Task goal
Reproduce part of the passage on why the 20th century was short, starting at "The tremendous technological" and stopping after "accentuated (Turin, 2022).".

But why, according to Hobsbawm, was the 20th century short? The answer is paradoxically simple and complex: because time began to speed up. As a cause and consequence of this 'endless variety of goods and services', new communication technologies, as they were consolidated in the second half of the 20th century, shortened distances and amplified, in an unprecedented way, the capacity for exchanging information. This scenario has spilled over into our 21st century and is deepening at a dizzying rate. This fact contributes to a crisis characteristic of what many researchers have called the Anthropocene (Latour, 2020).

The tremendous technological developments that save us are also becoming threats. Contemporary humanity is faced with economic insecurity, with connected and fluctuating markets; with the obsolescence of old professions and the surprise of others that emerge unexpectedly; and the psychological uneasiness generated by the exposure of domesticity, inadvertently or voluntarily, in a mind-boggling profusion of posts on social networks (both temporary and lasting at the same time) and the resulting consequences; it is seriously affected by pandemics that spread even more rapidly in a connected world; it is placed in danger by environmental threats and the perception, mediated by catastrophes, of the finiteness of natural resources. Faced with a suspended future or, worse, a tangible threat of non-existence, a climate of insecurity, fear and presentism is accentuated (Turin, 2022).

How does this affect us? Aside from the inevitable issue of the multiple idiosyncrasies - of temperament - of human personalities put into play on the infinitely complex board of history, contemporary thinkers such as Freud Baumer (1970) "[...] tend to relate fear and insecurity as constant variables in the equation that has as its product violence in its collective expression" (Delumeau, 1999, p. 38).

Supplied records
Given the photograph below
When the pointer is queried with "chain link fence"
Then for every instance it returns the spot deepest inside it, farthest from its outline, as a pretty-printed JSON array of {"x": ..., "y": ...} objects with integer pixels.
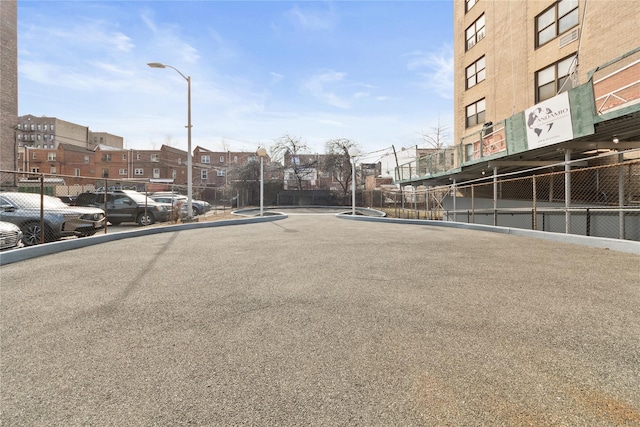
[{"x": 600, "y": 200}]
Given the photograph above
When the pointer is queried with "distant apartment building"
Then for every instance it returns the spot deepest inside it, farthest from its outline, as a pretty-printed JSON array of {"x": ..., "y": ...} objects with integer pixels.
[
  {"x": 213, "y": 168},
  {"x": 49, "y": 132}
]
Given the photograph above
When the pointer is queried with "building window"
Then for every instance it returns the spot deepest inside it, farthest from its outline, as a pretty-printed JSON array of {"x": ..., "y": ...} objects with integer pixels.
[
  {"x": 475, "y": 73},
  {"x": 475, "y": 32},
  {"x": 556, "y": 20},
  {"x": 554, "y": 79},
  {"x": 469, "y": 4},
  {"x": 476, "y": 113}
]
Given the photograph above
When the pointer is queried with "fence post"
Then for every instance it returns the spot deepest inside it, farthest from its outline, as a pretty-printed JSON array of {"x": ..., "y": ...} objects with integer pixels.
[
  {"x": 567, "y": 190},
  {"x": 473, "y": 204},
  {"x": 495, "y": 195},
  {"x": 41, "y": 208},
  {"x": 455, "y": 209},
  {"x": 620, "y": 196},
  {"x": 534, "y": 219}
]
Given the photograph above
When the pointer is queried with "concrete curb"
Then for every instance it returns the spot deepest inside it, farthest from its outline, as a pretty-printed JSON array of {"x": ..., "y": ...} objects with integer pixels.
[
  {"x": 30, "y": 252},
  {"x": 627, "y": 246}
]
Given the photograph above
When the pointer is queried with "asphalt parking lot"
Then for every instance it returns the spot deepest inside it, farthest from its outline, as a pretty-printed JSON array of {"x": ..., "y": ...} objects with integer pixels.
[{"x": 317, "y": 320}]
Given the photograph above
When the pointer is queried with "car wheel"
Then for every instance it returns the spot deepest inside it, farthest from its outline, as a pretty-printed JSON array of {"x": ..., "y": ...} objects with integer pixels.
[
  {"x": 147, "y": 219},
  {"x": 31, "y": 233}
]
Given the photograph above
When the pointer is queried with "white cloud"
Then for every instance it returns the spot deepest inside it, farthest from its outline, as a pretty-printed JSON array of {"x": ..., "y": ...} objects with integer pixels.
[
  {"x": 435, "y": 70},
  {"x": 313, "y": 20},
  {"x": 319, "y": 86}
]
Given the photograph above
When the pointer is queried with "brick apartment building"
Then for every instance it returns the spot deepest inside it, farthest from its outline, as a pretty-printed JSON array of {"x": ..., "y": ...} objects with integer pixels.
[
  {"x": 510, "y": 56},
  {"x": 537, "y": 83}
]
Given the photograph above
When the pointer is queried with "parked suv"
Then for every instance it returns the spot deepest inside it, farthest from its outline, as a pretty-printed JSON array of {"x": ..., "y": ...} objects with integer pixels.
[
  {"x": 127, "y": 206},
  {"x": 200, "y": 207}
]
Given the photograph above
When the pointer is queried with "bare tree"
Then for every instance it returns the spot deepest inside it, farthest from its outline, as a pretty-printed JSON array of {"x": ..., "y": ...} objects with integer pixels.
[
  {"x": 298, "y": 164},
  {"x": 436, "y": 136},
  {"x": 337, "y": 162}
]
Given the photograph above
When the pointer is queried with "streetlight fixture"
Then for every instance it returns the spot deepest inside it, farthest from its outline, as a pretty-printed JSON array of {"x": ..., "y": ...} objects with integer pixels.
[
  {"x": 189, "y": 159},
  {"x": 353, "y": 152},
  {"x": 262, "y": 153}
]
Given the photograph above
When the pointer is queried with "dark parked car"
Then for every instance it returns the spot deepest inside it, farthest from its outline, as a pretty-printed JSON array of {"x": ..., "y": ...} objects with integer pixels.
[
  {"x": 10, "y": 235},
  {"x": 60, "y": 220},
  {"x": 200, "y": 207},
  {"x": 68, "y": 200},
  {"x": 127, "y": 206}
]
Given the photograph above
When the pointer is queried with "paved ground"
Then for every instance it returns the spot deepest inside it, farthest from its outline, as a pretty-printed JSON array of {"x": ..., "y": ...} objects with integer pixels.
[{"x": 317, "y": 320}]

Output
The tremendous technological developments that save us are also becoming threats. Contemporary humanity is faced with economic insecurity, with connected and fluctuating markets; with the obsolescence of old professions and the surprise of others that emerge unexpectedly; and the psychological uneasiness generated by the exposure of domesticity, inadvertently or voluntarily, in a mind-boggling profusion of posts on social networks (both temporary and lasting at the same time) and the resulting consequences; it is seriously affected by pandemics that spread even more rapidly in a connected world; it is placed in danger by environmental threats and the perception, mediated by catastrophes, of the finiteness of natural resources. Faced with a suspended future or, worse, a tangible threat of non-existence, a climate of insecurity, fear and presentism is accentuated (Turin, 2022).